(EXTRAIT)
☆ ☆ ☆ ☆ ☆ ☆ ☆
Des guerres pour le contrôle et l’exploitation malhonnetes des minerais congolais

« Toutes les guerres au Congo ont commencé à cause de la convoitise des richesses du pays: riche en personnes hummaines et en minerais (or, diamant, uranium, coltan, cobalt…). Et ces richesses suscitent la jalousie et les intérêts de beaucoup, voisins et lointains. C’est pourquoi la guerre dure si longtemps, les intérêts qui persistent sont encore et toujours multiples », explique le père Kasinzi, missionnaire de la Consolata, qui a fait son noviciat au Mozambique, étudié la philosophie et la théologie à Kinshasa.
☆ ☆ ☆ ☆ ☆ ☆ ☆
(ENTRÉES FOURNIES)
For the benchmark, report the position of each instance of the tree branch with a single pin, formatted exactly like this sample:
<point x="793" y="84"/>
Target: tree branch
☆ ☆ ☆ ☆ ☆ ☆ ☆
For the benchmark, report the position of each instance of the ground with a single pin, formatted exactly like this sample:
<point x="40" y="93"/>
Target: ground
☆ ☆ ☆ ☆ ☆ ☆ ☆
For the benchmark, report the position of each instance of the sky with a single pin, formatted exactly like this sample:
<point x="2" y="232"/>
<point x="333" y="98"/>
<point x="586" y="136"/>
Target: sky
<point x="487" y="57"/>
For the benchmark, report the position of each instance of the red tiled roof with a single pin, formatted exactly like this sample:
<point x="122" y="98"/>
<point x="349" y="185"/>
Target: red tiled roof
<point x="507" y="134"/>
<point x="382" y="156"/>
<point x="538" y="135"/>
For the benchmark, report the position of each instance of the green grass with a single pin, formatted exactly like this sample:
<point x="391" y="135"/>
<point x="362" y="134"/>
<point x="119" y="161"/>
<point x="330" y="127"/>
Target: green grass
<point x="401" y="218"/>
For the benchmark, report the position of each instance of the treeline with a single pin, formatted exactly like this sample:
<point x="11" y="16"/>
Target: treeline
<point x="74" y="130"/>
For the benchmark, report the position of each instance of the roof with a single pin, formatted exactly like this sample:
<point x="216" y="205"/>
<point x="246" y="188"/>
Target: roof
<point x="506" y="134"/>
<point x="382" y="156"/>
☆ ☆ ☆ ☆ ☆ ☆ ☆
(TÂCHE 1) Traduisez en anglais, s'il vous plaît, cette phrase de l'extrait sur les guerres au Congo : « Et ces richesses suscitent la jalousie et les intérêts de beaucoup, voisins et lointains. »
(TÂCHE 2) Poursuivez l'extrait sur les guerres pour les minerais congolais à la suite de sa dernière phrase.
Les entrées viennent d'une autre source.

(RÉSULTAT 1) And these riches arouse the envy and the interests of many, both neighbors and distant parties.

(RÉSULTAT 2)
Après son ordination, il a travaillé dans les missions en Éthiopie et Djibouti. Il compare la situation en République démocratique du Congo à la parabole du bon Samaritain (Luc 10:25-37). « Le Congo est l’homme qui est tombé entre les mains des brigands; des ennemis, des multinationaux, des exploitateurs, tous ceux qui convoitent les richesses du Grand Congo… Tout cela se passe sous les yeux grandement  ouverts de la communauté internationale. Et tous, comme dans la parabole, voient le Congo blessé, gisant à moitié mort, et ils passent de l’autre côté de la route, ils regardent, sans trouver de solution. Le Congo est cette victime abandonnée à lui-même et c’est très inquiétant. Difficile à comprendre l’indifférence, la passivité mais aussi la complicité de la communauté internationale, malgré les multiples morts, les déplacés, les victimes des abus sexuels, malgré les appels lancés par le Pape François et l’Église du Congo afin d’étreindre les convoitises et d’arrêter cette guerre injuste ».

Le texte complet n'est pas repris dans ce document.